Reproduce the stretch of the listing below from the line containing "excavator boom, find" through the end of the listing, replacing "Study" with "Examine" and leaving everything else unchanged. Omit the pictures from your answer.

======== Records shown

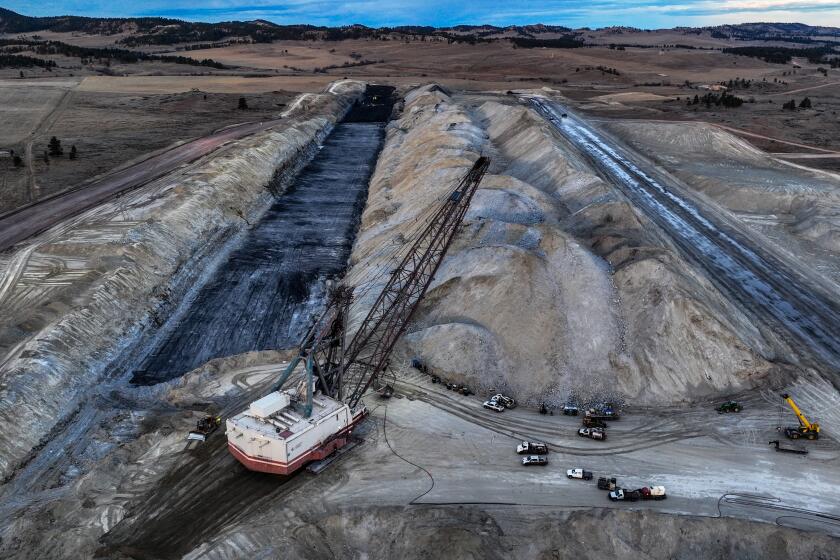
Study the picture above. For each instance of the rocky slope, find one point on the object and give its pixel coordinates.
(555, 285)
(84, 292)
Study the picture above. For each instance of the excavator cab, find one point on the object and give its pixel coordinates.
(806, 429)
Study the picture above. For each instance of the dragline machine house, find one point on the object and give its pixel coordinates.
(288, 428)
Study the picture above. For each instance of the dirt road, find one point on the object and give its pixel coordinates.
(774, 291)
(29, 220)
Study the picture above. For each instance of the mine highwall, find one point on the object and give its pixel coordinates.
(174, 233)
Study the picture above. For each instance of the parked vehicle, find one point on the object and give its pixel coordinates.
(493, 406)
(604, 412)
(590, 422)
(419, 364)
(204, 427)
(796, 450)
(729, 406)
(506, 402)
(619, 494)
(652, 493)
(593, 433)
(579, 473)
(538, 460)
(532, 448)
(605, 483)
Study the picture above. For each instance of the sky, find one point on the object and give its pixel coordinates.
(573, 13)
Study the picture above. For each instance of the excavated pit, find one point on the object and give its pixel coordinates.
(265, 293)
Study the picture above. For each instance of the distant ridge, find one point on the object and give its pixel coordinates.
(166, 31)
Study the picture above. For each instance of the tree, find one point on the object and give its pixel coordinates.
(55, 147)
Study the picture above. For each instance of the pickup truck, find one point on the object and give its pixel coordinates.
(590, 422)
(494, 406)
(532, 448)
(605, 483)
(579, 473)
(506, 402)
(619, 494)
(593, 433)
(535, 460)
(652, 493)
(603, 413)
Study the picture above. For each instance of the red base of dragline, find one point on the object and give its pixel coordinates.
(322, 451)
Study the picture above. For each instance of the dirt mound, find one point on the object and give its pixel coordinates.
(796, 206)
(554, 285)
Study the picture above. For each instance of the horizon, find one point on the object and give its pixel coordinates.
(642, 14)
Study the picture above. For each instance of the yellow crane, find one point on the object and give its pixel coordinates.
(806, 429)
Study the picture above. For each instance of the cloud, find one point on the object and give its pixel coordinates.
(594, 13)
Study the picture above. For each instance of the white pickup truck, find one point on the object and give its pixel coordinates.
(532, 448)
(579, 473)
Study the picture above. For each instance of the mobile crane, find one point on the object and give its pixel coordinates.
(806, 429)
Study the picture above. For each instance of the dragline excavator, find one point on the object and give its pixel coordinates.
(290, 427)
(806, 429)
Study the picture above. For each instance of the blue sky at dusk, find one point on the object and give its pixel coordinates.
(574, 13)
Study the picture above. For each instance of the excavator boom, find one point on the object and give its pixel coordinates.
(802, 420)
(806, 429)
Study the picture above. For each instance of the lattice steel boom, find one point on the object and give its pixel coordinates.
(370, 348)
(345, 371)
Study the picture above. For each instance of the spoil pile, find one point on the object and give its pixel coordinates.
(555, 285)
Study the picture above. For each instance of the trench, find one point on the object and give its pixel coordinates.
(264, 295)
(261, 297)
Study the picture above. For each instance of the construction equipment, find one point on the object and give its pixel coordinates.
(806, 429)
(204, 427)
(288, 428)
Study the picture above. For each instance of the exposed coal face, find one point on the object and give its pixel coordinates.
(265, 294)
(375, 106)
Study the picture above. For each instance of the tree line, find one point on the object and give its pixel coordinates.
(124, 56)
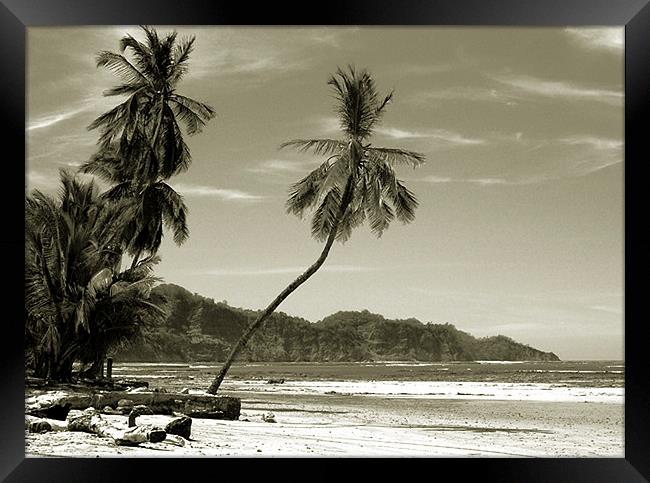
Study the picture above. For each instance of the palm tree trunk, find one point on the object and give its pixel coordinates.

================

■ **Answer to the problem**:
Examine the picture above. For each instance of the excavator boom, find one point on the object and give its pixel coordinates.
(802, 420)
(806, 429)
Examine the picture above. For each instance of the lattice steel boom, find one point on the object and give its pixel coordinates.
(370, 348)
(345, 371)
Examine the picture above. For each instance of the spoil pile, find one point on the object and give its pixel coordinates.
(555, 285)
Examine the picture above. For each instance of the trench, find one point on the object and give its pixel coordinates.
(264, 295)
(261, 297)
Examine the picture above. For each instance of the construction equipment, find one point on the object and give its pixel coordinates.
(806, 429)
(204, 427)
(288, 428)
Examine the picture above. For each instance of the exposed coal face, find one point on the object and give its pixel coordinates.
(265, 294)
(375, 106)
Examine the picture above. For each instance of the tree line, find one point on the object and give its pixel coordinates.
(124, 56)
Examine the picture above. For each instance of the palm tree trunk, find one point on the object and give its pixel coordinates.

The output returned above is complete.